(Data listing)
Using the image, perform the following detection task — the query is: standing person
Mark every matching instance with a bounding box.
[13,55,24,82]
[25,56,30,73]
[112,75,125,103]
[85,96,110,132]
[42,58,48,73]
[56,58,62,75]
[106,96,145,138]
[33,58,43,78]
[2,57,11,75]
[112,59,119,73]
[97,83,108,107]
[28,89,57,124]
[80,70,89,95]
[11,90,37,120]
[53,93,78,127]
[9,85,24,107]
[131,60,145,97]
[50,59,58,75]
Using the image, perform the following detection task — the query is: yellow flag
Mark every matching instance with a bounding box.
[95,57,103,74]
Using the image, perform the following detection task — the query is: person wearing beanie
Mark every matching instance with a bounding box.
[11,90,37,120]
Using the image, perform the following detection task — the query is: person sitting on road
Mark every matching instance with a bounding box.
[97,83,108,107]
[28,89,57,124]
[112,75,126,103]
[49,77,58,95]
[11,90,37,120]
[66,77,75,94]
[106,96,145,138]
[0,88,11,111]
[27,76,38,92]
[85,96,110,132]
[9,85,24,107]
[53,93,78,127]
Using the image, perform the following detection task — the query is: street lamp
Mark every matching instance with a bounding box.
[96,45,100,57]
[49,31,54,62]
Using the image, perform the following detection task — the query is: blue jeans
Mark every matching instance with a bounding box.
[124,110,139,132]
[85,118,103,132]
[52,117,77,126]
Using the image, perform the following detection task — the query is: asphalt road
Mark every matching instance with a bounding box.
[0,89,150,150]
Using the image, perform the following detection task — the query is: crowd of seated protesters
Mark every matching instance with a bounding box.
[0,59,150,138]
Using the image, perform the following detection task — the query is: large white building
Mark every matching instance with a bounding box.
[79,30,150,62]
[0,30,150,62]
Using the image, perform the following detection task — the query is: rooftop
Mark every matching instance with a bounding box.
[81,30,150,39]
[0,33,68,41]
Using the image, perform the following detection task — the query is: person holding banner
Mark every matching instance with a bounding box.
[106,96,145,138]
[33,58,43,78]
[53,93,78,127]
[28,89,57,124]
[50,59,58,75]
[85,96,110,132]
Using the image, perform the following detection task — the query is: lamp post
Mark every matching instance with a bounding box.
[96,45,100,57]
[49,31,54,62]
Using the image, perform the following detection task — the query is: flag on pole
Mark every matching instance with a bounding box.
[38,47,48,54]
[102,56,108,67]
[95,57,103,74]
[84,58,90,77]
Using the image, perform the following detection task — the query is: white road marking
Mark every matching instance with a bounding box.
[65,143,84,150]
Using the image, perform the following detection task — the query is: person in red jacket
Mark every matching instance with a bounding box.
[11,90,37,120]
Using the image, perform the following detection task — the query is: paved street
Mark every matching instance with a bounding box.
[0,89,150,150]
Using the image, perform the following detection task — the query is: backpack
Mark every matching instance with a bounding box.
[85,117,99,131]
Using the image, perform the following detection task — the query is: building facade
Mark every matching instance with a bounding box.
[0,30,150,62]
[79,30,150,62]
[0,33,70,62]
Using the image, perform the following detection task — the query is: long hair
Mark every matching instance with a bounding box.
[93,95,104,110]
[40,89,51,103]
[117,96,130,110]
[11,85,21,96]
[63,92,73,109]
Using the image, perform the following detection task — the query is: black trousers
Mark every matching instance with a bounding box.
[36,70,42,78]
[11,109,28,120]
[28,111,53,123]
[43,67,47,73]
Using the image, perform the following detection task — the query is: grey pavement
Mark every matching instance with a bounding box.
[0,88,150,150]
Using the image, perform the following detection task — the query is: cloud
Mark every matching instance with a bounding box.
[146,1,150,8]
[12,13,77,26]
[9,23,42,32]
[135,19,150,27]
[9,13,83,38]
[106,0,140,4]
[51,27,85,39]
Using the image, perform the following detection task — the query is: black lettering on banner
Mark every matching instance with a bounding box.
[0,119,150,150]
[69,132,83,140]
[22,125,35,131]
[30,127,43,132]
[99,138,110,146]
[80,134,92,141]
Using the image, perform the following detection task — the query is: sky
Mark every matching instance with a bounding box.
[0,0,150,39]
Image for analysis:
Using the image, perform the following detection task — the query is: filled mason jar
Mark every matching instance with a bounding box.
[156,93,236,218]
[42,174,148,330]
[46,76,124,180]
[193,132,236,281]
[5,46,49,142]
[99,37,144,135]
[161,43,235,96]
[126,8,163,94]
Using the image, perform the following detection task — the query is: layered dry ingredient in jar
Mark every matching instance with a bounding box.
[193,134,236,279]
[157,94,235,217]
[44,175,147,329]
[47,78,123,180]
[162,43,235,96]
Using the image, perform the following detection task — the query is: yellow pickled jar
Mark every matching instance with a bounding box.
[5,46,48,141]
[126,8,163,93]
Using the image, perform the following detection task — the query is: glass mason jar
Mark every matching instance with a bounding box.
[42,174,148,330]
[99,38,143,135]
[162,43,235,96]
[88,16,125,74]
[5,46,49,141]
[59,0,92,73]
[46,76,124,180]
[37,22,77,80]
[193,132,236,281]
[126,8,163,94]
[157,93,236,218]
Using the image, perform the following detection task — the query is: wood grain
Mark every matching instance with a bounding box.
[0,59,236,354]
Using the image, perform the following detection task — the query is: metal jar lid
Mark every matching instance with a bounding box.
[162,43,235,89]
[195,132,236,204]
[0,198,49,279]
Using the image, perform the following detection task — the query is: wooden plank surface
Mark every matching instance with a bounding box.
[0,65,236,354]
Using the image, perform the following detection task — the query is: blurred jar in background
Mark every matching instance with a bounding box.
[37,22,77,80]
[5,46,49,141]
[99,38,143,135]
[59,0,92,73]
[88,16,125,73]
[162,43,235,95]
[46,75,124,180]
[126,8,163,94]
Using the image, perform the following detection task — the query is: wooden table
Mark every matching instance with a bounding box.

> **WHAT YOU WILL DO**
Output every one of the rows above again, copying each line without any change.

> **TASK RESULT**
Using the image, perform the following detection task — the query is: standing person
Mark every matching instance with a bounding box.
[13,55,24,82]
[25,56,30,73]
[112,75,125,103]
[85,96,110,132]
[42,58,48,73]
[56,58,62,75]
[106,96,145,138]
[33,58,43,78]
[2,57,11,75]
[112,59,119,73]
[97,83,108,107]
[28,89,57,124]
[80,70,89,95]
[11,90,37,120]
[53,93,78,127]
[9,85,24,107]
[131,60,145,97]
[50,59,58,75]
Using the image, perform the following detection task — the query is: yellow flag
Mark every matching instance with a bounding box.
[95,57,103,74]
Using the image, perform the following detection task — the query is: person wearing beanie
Mark every matching instance with a bounding box.
[11,90,37,120]
Using the image, perform the following detection task — the query is: person sitting on road
Mark every matching instance with a bounding box.
[97,83,108,107]
[28,89,57,124]
[112,75,126,103]
[49,77,58,95]
[11,90,37,120]
[66,77,75,94]
[106,96,145,138]
[0,88,11,111]
[27,76,38,92]
[85,96,110,132]
[9,85,24,107]
[53,93,78,127]
Using the image, perform the following detection task — the query is: street lamp
Mark every matching instance with a bounding box.
[96,45,100,57]
[49,31,54,62]
Using the image, perform the following detection task — the query is: blue jeans
Mark every matching instance with a bounding box.
[124,110,139,132]
[85,118,103,132]
[52,117,77,126]
Using the image, perform the following detection task — the query is: asphalt road
Mark every matching instance with a bounding box.
[0,89,150,150]
Using the image, perform the following detection task — the query is: crowd of seated protesters
Mark every matching instance with a bounding box.
[0,59,150,138]
Using the image, perform the following detection task — the query is: large white building
Mark every matching instance with a bounding box.
[79,30,150,62]
[0,30,150,62]
Using the image, perform the following detection task — the query is: rooftop
Mark every matching instance with a bounding box.
[81,30,150,39]
[0,33,68,41]
Using the image, perform the following detection task — the query is: person holding banner
Mark every matching instance with a bounding box.
[106,96,145,138]
[33,58,43,78]
[53,93,78,127]
[28,89,57,124]
[50,59,58,75]
[85,96,110,132]
Using the image, perform the following detection task — the query is: lamp post
Mark every matching instance with a bounding box.
[96,45,100,57]
[49,31,54,62]
Using the image, perform the following detection task — the query is: flag on pole
Mark every matching instance with a bounding box.
[38,47,48,54]
[102,56,108,67]
[95,57,103,74]
[84,58,90,77]
Using the image, perform the following detection task — the query is: white road marking
Mark every matching instance with a bounding box.
[65,143,84,150]
Using the image, perform the following detection task — the query is: person in red jacket
Mark every matching instance with a bounding box.
[11,90,37,120]
Using the image, perform the following detection task — the query is: paved street
Mark every matching instance with a bounding box.
[0,89,150,150]
Using the image, perform the following detection task — the query is: backpack
Mark every matching instance with a bounding box.
[85,117,99,131]
Using the image, perform the following detection task — the query is: building facade
Mark every matching instance with a bounding box.
[0,30,150,62]
[79,30,150,62]
[0,33,70,62]
Using the image, perform the following detection task — the query is: long hair
Mark every matching instance with a bounding box.
[93,95,104,110]
[40,89,51,103]
[117,96,130,110]
[11,85,21,96]
[63,92,73,109]
Using the image, perform the following detection task — the query is: black trousers
Mark every matching instance with a bounding box.
[36,70,42,78]
[11,109,28,120]
[28,111,53,123]
[43,67,47,73]
Using the image, perform the following detection task — the query is: grey pavement
Mark every matching instance with a bounding box.
[0,88,150,150]
Using the image, perform the following detection task — the query is: cloud
Mark every matching instance with a bounding box.
[146,1,150,8]
[12,13,77,26]
[9,23,42,32]
[135,19,150,27]
[9,13,83,38]
[106,0,140,4]
[51,27,85,39]
Using the image, perform the following detection task — the query is: black lettering on banner
Mark every matching instance with a bounding box.
[0,119,150,150]
[69,132,83,140]
[22,125,35,131]
[30,127,43,132]
[99,138,110,146]
[80,134,92,141]
Using the image, perform the following detection task — the query is: sky
Mark every matching instance with a bounding box.
[0,0,150,39]
Image for analysis:
Using the image, perform the following detection task — the query is: filled mason jar
Mark every matching instance with a bounding box.
[156,93,236,218]
[42,174,148,330]
[46,76,124,180]
[193,132,236,281]
[5,46,49,142]
[99,37,144,135]
[161,43,235,96]
[126,8,163,94]
Using the image, perform the following detection task — the query is: layered dry ingredient in jar
Mark every matching instance with a bounding box.
[193,134,236,279]
[157,94,235,217]
[44,175,147,329]
[47,78,123,180]
[162,43,235,96]
Using the image, perform the following detection task — the query is: yellow pickled jar
Mark every matching instance with a bounding box.
[5,46,48,141]
[126,8,163,93]
Using the image, perform the following detection task — the query is: glass mason jar
Mark every matching instance with a bounding box.
[42,174,148,330]
[99,38,143,135]
[162,43,235,96]
[88,16,125,74]
[5,46,49,141]
[59,0,92,73]
[46,76,124,180]
[37,22,77,80]
[193,132,236,281]
[126,8,163,94]
[157,93,236,218]
Using the image, perform the following detection task — the query is: wood grain
Mark every matching instance with a bounding box.
[0,59,236,354]
Using the image, perform the following detection task — the query is: metal jar lid
Mark every matching instance with a bounding box.
[162,43,235,89]
[195,132,236,204]
[0,198,49,279]
Using the image, perform the following detection task — the query is: wooden plank surface
Mark every matching instance with a bounding box.
[0,65,236,354]
Using the image, perform the following detection task — the query is: blurred jar in background
Mark every matching instance with a bounding box.
[37,22,77,80]
[5,46,49,141]
[99,38,143,135]
[59,0,92,73]
[88,16,125,73]
[162,43,235,95]
[46,75,124,180]
[126,8,163,94]
Using the image, perform the following detection task — the query is: wooden table
Mark every matching instance with a bounding box.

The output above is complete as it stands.